Set problem. Arrange every line of the records below as a JSON list of strings, one string per line, with blank lines left out. Omit the pictures.

::: Data in this exercise :::

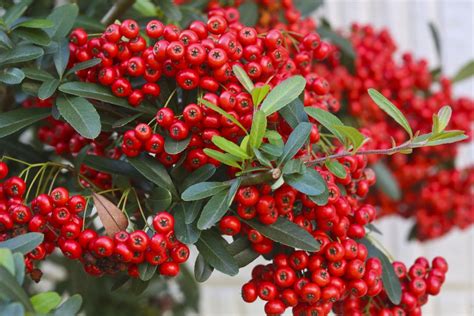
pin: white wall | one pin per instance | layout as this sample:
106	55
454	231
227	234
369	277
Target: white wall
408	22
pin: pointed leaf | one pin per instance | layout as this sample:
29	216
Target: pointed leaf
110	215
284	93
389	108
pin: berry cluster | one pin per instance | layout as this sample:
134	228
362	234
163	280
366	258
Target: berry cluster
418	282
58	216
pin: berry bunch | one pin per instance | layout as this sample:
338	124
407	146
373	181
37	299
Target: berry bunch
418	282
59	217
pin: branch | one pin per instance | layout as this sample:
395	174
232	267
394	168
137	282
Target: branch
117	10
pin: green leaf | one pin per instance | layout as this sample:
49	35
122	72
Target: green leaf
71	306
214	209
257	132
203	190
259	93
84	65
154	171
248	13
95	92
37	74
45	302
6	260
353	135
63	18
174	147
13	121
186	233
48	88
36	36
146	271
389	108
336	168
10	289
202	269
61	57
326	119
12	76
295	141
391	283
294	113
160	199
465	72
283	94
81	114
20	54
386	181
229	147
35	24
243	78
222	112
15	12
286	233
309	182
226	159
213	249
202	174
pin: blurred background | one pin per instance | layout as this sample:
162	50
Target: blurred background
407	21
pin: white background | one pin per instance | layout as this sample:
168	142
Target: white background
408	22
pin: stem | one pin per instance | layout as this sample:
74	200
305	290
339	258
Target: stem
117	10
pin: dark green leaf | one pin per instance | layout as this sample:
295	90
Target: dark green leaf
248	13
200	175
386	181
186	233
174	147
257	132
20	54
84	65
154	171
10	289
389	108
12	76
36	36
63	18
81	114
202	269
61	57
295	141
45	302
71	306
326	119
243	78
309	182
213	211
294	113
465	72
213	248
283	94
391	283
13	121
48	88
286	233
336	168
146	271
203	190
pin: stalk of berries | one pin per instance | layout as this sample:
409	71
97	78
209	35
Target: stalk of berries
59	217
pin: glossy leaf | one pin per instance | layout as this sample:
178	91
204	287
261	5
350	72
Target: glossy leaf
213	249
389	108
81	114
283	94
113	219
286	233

:::

Right answer.
[
  "pin: white wall | one pin per instance | layout as this sample:",
  "106\t55",
  "454\t231",
  "227\t234",
  "369\t277",
  "Target: white wall",
  "408\t22",
  "pin: pointed leaf | one pin per instance | layout as this sample:",
  "29\t216",
  "Target: pointed leaf",
  "110\t215",
  "284\t93",
  "389\t108",
  "pin: berry cluster | one pin per instance | layout as this sample:",
  "134\t228",
  "362\t234",
  "163\t280",
  "366\t258",
  "Target: berry cluster",
  "418\t282",
  "58\t216",
  "pin: berry bunch | one pin per instance | layout as this sample:",
  "338\t124",
  "407\t146",
  "373\t181",
  "37\t299",
  "Target: berry bunch",
  "418\t282",
  "59\t217",
  "pin: branch | one pin per instance | layout as this sample:",
  "395\t174",
  "232\t267",
  "394\t168",
  "137\t282",
  "Target: branch",
  "117\t10",
  "pin: green leaf | one pin per instance | layout as this sample:",
  "49\t35",
  "122\t72",
  "Target: green leaf",
  "71\t306",
  "214\t209",
  "257\t132",
  "203\t190",
  "259\t93",
  "84\t65",
  "154\t171",
  "248\t13",
  "95\t92",
  "37\t74",
  "45\t302",
  "6\t260",
  "353\t135",
  "63\t18",
  "174\t147",
  "13\t121",
  "186\t233",
  "48\t88",
  "36\t36",
  "146\t271",
  "389\t108",
  "336\t168",
  "10\t289",
  "202\t269",
  "61\t57",
  "326\t119",
  "12\t76",
  "295\t141",
  "391\t283",
  "294\t113",
  "160\t199",
  "465\t72",
  "283\t94",
  "81\t114",
  "20\t54",
  "386\t181",
  "229\t147",
  "35\t24",
  "243\t78",
  "222\t112",
  "15\t12",
  "286\t233",
  "309\t182",
  "226\t159",
  "213\t249",
  "202\t174",
  "pin: blurred background | one pin per instance | layout as this sample:",
  "162\t50",
  "Target: blurred background",
  "407\t21",
  "pin: white background | one pin per instance | layout as this sample:",
  "168\t142",
  "Target: white background",
  "408\t22",
  "pin: stem | one pin per instance | layout as this sample:",
  "74\t200",
  "305\t290",
  "339\t258",
  "Target: stem",
  "117\t10",
  "pin: dark green leaf | one pin per instance | layout as this sample:",
  "295\t90",
  "Target: dark green leaf",
  "248\t13",
  "200\t175",
  "386\t181",
  "186\t233",
  "174\t147",
  "257\t132",
  "20\t54",
  "84\t65",
  "154\t171",
  "10\t289",
  "389\t108",
  "12\t76",
  "36\t36",
  "63\t18",
  "81\t114",
  "202\t269",
  "61\t57",
  "295\t141",
  "45\t302",
  "71\t306",
  "326\t119",
  "243\t78",
  "309\t182",
  "213\t211",
  "294\t113",
  "465\t72",
  "213\t248",
  "283\t94",
  "391\t283",
  "13\t121",
  "48\t88",
  "286\t233",
  "336\t168",
  "146\t271",
  "203\t190",
  "pin: stalk of berries | one pin per instance | layout as this sample:",
  "409\t71",
  "97\t78",
  "209\t35",
  "Target: stalk of berries",
  "59\t217",
  "pin: glossy leaf | one pin per instance | layout as this sample:",
  "178\t91",
  "204\t287",
  "261\t5",
  "350\t72",
  "Target: glossy leaf",
  "213\t249",
  "389\t108",
  "81\t114",
  "283\t94",
  "113\t219",
  "286\t233"
]